## SUPPLIED RECORDS

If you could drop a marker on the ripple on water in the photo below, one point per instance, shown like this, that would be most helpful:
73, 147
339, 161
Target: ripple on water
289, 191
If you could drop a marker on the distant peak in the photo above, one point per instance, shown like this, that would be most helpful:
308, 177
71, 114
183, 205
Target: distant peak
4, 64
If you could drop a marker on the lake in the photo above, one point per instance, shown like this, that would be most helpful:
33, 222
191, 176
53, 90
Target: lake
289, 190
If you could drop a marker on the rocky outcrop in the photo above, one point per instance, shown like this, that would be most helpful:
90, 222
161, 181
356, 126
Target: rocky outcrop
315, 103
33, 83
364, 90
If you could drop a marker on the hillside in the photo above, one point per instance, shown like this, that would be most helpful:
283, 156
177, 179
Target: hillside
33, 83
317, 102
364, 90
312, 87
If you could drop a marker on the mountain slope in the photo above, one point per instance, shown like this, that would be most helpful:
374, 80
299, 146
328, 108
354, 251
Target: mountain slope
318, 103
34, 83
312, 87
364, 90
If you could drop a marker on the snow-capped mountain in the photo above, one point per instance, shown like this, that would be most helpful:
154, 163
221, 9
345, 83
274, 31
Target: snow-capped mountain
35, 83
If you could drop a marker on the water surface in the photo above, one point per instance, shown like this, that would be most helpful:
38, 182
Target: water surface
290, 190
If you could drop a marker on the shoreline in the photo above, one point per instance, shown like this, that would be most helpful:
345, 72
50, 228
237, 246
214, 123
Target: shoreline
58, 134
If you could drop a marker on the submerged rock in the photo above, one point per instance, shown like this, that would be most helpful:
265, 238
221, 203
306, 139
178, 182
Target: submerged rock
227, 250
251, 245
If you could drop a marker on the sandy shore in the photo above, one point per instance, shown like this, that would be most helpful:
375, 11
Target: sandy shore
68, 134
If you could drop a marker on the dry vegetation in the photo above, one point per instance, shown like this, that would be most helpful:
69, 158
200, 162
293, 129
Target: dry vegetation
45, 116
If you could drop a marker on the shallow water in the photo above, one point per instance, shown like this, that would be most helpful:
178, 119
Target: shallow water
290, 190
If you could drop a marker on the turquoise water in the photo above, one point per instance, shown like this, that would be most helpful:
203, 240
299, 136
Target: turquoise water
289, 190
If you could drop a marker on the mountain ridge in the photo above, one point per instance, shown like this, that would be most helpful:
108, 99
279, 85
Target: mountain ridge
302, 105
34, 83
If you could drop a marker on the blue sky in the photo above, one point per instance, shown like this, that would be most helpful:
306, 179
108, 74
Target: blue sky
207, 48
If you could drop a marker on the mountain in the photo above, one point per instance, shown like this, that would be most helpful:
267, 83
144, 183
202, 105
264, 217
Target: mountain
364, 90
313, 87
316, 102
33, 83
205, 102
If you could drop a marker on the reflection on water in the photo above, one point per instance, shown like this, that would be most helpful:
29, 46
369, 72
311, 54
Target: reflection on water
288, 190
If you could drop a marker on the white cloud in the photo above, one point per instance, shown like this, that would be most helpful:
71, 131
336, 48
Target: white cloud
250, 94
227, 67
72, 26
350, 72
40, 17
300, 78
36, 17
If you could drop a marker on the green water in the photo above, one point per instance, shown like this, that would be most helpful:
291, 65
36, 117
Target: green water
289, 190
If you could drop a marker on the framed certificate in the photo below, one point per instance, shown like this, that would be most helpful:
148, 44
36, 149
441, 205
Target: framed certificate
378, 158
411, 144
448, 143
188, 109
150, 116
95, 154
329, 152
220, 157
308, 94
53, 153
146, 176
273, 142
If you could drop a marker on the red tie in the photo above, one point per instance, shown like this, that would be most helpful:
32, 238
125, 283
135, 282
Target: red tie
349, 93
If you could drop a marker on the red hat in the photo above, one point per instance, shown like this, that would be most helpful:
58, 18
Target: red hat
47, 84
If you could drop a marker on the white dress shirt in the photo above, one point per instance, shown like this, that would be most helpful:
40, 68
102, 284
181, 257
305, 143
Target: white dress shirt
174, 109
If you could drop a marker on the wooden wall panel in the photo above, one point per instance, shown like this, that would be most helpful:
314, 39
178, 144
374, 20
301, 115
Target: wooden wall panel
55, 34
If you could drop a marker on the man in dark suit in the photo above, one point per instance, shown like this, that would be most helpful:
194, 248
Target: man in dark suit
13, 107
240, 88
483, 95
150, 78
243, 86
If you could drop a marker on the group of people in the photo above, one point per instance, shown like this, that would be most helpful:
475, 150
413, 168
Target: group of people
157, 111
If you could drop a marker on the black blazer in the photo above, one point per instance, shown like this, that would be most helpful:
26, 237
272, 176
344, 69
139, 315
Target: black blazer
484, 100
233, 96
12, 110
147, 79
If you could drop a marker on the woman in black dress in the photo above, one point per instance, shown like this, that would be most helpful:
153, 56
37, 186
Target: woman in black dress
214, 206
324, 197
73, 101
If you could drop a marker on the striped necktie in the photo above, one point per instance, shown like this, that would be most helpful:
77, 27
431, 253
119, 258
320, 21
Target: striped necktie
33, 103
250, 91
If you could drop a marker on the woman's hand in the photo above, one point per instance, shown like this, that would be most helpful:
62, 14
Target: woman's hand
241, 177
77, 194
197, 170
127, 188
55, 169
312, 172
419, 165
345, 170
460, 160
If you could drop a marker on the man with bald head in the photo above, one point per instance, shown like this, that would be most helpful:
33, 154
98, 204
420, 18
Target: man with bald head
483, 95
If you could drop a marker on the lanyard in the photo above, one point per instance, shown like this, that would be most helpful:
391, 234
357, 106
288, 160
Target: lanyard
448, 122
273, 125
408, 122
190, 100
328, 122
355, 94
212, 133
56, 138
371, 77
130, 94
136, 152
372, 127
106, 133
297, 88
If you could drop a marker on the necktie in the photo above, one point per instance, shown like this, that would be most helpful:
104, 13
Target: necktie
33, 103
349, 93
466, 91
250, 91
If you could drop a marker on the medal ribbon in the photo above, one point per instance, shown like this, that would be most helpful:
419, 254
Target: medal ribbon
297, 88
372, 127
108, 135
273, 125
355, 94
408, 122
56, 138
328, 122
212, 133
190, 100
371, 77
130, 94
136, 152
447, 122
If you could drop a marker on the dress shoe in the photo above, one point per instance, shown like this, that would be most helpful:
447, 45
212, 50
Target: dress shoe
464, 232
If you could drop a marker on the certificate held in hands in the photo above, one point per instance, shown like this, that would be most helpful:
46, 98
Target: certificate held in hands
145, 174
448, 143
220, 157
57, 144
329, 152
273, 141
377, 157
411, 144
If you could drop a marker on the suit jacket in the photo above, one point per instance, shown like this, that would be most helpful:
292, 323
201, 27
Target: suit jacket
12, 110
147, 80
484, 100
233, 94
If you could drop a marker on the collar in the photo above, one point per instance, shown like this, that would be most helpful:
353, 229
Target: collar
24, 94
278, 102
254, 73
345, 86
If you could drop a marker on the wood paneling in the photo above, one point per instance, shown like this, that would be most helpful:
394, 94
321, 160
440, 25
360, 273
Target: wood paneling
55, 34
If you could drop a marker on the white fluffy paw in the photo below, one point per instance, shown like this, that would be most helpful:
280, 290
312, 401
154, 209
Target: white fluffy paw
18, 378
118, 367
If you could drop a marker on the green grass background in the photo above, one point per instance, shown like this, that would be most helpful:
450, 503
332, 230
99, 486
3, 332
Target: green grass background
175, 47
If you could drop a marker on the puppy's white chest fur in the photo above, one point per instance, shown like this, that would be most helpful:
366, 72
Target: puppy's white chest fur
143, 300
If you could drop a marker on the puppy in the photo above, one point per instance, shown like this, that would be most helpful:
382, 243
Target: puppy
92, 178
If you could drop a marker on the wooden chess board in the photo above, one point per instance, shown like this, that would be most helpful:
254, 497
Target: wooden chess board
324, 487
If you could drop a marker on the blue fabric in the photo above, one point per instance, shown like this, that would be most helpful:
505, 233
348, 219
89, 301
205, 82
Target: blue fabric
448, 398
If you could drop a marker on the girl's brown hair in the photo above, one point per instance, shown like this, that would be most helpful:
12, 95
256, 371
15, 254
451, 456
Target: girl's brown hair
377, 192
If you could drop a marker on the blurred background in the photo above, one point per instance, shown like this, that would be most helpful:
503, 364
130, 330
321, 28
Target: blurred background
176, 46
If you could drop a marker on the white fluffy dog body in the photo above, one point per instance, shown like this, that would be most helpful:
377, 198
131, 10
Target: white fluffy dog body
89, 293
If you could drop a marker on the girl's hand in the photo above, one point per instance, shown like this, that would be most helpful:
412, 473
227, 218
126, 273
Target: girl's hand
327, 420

## EXERCISE REQUIREMENTS
Write out exactly the lines starting with the one that holds "If you could drop a marker on the blue fabric" and running through the last line above.

## RESULT FOR THIS TASK
If you could drop a marker on the blue fabric in the photo above, one point per instance, shown like this, that would be most helpful:
505, 233
348, 219
89, 301
205, 82
Target: blue fabric
448, 398
If you could drop a marker on the girl's brown hair in the photo above, one point per instance, shown like this, that would be most helpful:
12, 95
256, 371
15, 254
451, 456
Target: girl's brown hair
377, 192
If you could drop a marker on the blurred background in the photo above, one point per instance, shown like this, that would be most helpful:
503, 364
130, 330
321, 28
Target: blurred background
176, 46
If you could drop a marker on the white fluffy dog body in the photo above, one point per instance, shown like this, that would be most helpful:
377, 198
131, 10
Target: white fluffy dog body
89, 293
If you could drop a marker on the girl's hand in the photo above, one point per instance, shown like this, that would be most helpful:
412, 473
227, 218
126, 273
Target: girl's hand
327, 420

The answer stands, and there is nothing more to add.